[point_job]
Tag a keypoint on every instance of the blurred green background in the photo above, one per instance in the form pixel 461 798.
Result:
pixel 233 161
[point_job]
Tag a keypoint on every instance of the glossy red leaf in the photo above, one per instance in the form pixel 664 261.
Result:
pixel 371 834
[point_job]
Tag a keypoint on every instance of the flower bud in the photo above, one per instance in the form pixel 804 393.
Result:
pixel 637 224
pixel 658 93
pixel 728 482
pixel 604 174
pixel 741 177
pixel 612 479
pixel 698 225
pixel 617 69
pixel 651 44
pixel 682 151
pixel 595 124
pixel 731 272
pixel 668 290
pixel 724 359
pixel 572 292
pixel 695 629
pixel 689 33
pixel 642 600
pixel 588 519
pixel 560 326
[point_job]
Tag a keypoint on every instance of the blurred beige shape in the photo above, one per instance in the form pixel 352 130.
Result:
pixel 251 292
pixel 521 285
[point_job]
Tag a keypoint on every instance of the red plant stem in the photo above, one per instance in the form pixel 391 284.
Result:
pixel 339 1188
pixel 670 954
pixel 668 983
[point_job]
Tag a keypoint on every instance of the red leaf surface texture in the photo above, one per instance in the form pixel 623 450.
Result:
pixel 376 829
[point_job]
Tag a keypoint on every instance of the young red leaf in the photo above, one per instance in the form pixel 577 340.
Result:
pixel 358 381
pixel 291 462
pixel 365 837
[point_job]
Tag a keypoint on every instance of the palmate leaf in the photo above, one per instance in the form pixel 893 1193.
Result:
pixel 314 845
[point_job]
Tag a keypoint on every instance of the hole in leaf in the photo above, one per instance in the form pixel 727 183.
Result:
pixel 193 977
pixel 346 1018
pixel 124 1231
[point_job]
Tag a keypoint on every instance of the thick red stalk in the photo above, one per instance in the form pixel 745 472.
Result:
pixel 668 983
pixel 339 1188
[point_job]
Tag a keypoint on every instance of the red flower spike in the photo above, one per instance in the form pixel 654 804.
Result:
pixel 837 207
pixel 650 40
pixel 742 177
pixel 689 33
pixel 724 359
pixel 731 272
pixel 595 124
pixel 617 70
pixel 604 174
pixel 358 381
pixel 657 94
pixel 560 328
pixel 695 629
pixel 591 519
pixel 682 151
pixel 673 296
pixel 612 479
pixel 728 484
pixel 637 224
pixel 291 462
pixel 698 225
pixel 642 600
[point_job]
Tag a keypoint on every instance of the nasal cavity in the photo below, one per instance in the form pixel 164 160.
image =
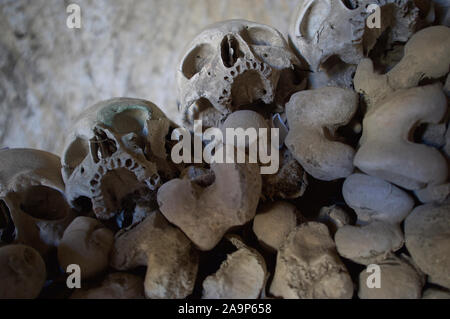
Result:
pixel 230 50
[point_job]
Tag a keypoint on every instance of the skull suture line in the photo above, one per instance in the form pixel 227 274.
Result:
pixel 231 65
pixel 116 150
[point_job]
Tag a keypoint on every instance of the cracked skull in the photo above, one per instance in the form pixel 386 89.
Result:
pixel 116 151
pixel 231 65
pixel 33 209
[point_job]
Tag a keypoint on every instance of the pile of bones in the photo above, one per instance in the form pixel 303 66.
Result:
pixel 362 183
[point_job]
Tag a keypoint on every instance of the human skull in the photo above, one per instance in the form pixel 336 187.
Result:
pixel 33 209
pixel 324 29
pixel 230 65
pixel 116 151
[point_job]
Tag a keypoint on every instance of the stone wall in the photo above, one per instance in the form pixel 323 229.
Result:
pixel 50 73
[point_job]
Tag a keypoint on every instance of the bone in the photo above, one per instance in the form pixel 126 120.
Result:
pixel 308 266
pixel 22 272
pixel 334 217
pixel 313 118
pixel 32 200
pixel 375 199
pixel 86 243
pixel 116 148
pixel 333 38
pixel 399 280
pixel 229 65
pixel 169 256
pixel 370 243
pixel 427 240
pixel 389 153
pixel 290 182
pixel 241 276
pixel 427 56
pixel 205 213
pixel 114 286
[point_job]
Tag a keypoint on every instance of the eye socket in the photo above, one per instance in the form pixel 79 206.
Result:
pixel 196 59
pixel 264 35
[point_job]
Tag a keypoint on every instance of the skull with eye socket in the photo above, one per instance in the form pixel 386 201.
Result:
pixel 115 155
pixel 234 65
pixel 333 36
pixel 33 208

TASK DETAILS
Write out all the records again, exactly, minus any pictures.

FINISHED ANSWER
[point_job]
Tag a keypoint on every instance of the blurred green background in the photo above, one per instance in the form pixel 461 798.
Result:
pixel 233 161
[point_job]
Tag a keypoint on every instance of the glossy red leaf in the photo above, one per instance in the form pixel 664 261.
Result:
pixel 371 834
[point_job]
Tag a keypoint on every instance of the flower bud in the photo above, one per instance in the form pixel 804 393.
Result:
pixel 637 224
pixel 658 93
pixel 728 482
pixel 604 174
pixel 741 177
pixel 612 479
pixel 698 225
pixel 617 69
pixel 651 44
pixel 682 151
pixel 595 124
pixel 731 272
pixel 668 290
pixel 724 359
pixel 572 292
pixel 695 629
pixel 689 33
pixel 642 600
pixel 588 519
pixel 560 326
[point_job]
Tag a keypoint on every instance of the blurred beige shape in the photo above, one per instance in the form pixel 352 130.
Result:
pixel 251 292
pixel 521 285
[point_job]
Tag a keypoint on every instance of the red plant stem in the photo above, one per instance in the form pixel 391 284.
Result:
pixel 339 1188
pixel 670 954
pixel 668 983
[point_job]
Tag a keypoint on every instance of the red leaf surface texture in the photo above, one per instance in the form pixel 623 450.
Result:
pixel 376 829
[point_job]
Tag a keypoint on every instance of the young red leaf in the photo above, one per instance in the form pixel 577 340.
Result:
pixel 358 381
pixel 291 462
pixel 365 837
[point_job]
Tag a keypoint on every instance of the palmate leaf in the photo above, one per instance in the form pixel 893 1193.
Result:
pixel 314 845
[point_job]
Tag a keypoint on every instance of the hole in leaf in the photo above, one per instance in the form pixel 727 183.
Result:
pixel 193 977
pixel 346 1018
pixel 124 1231
[point_job]
Tag a keypoint on every instance of the thick red stalk in the photo above, one per instance in the form pixel 745 472.
Result:
pixel 668 983
pixel 339 1188
[point_job]
Tag a keypoint on every instance of the red flower spike in the photo above, one per instance in the form pixel 654 804.
Result:
pixel 837 207
pixel 650 40
pixel 742 177
pixel 689 33
pixel 724 359
pixel 731 272
pixel 595 124
pixel 617 70
pixel 604 174
pixel 358 381
pixel 657 94
pixel 560 328
pixel 695 629
pixel 591 519
pixel 682 151
pixel 673 296
pixel 612 479
pixel 728 484
pixel 637 224
pixel 291 462
pixel 698 225
pixel 642 600
[point_job]
Tag a keypoint on every instance of the nasal cavity in the photo below, one per instance in the form pixel 164 160.
image =
Result:
pixel 230 50
[point_job]
Tag a keypoint on every instance of the skull suture line in the photo above, one per instance in the form pixel 227 274.
Result:
pixel 231 65
pixel 116 150
[point_job]
Tag a keypoint on every instance of the cracked skull in the photo above, one per instance in the form pixel 386 89.
Result:
pixel 116 151
pixel 231 65
pixel 33 209
[point_job]
Tag a keypoint on every instance of the pile of bones in the photo above, one per instance in the form pixel 303 66.
Result:
pixel 362 183
[point_job]
Tag a keypoint on every instance of the human skull in the photo above, one per instance in the form pixel 336 187.
Result:
pixel 33 209
pixel 324 29
pixel 230 65
pixel 116 151
[point_job]
Tag a keypoint on every instance of the stone wall in the photo above, one per instance in the form pixel 323 229.
Result:
pixel 50 73
[point_job]
Tag a keypoint on every instance of the bone in the photo above, one per instance in the form pixel 126 120.
Result:
pixel 308 266
pixel 22 272
pixel 334 217
pixel 313 118
pixel 32 200
pixel 375 199
pixel 86 243
pixel 116 148
pixel 333 38
pixel 399 280
pixel 229 65
pixel 169 256
pixel 370 243
pixel 427 240
pixel 389 153
pixel 290 182
pixel 241 276
pixel 427 56
pixel 205 213
pixel 114 286
[point_job]
Tag a keypoint on every instance of the eye socket in the photo above, one per instance in the form pixel 79 206.
Result:
pixel 196 59
pixel 264 35
[point_job]
Tag a keypoint on every instance of the skull with eye socket in the photo above, one per instance in the form pixel 386 201.
Result:
pixel 115 155
pixel 234 65
pixel 333 36
pixel 33 208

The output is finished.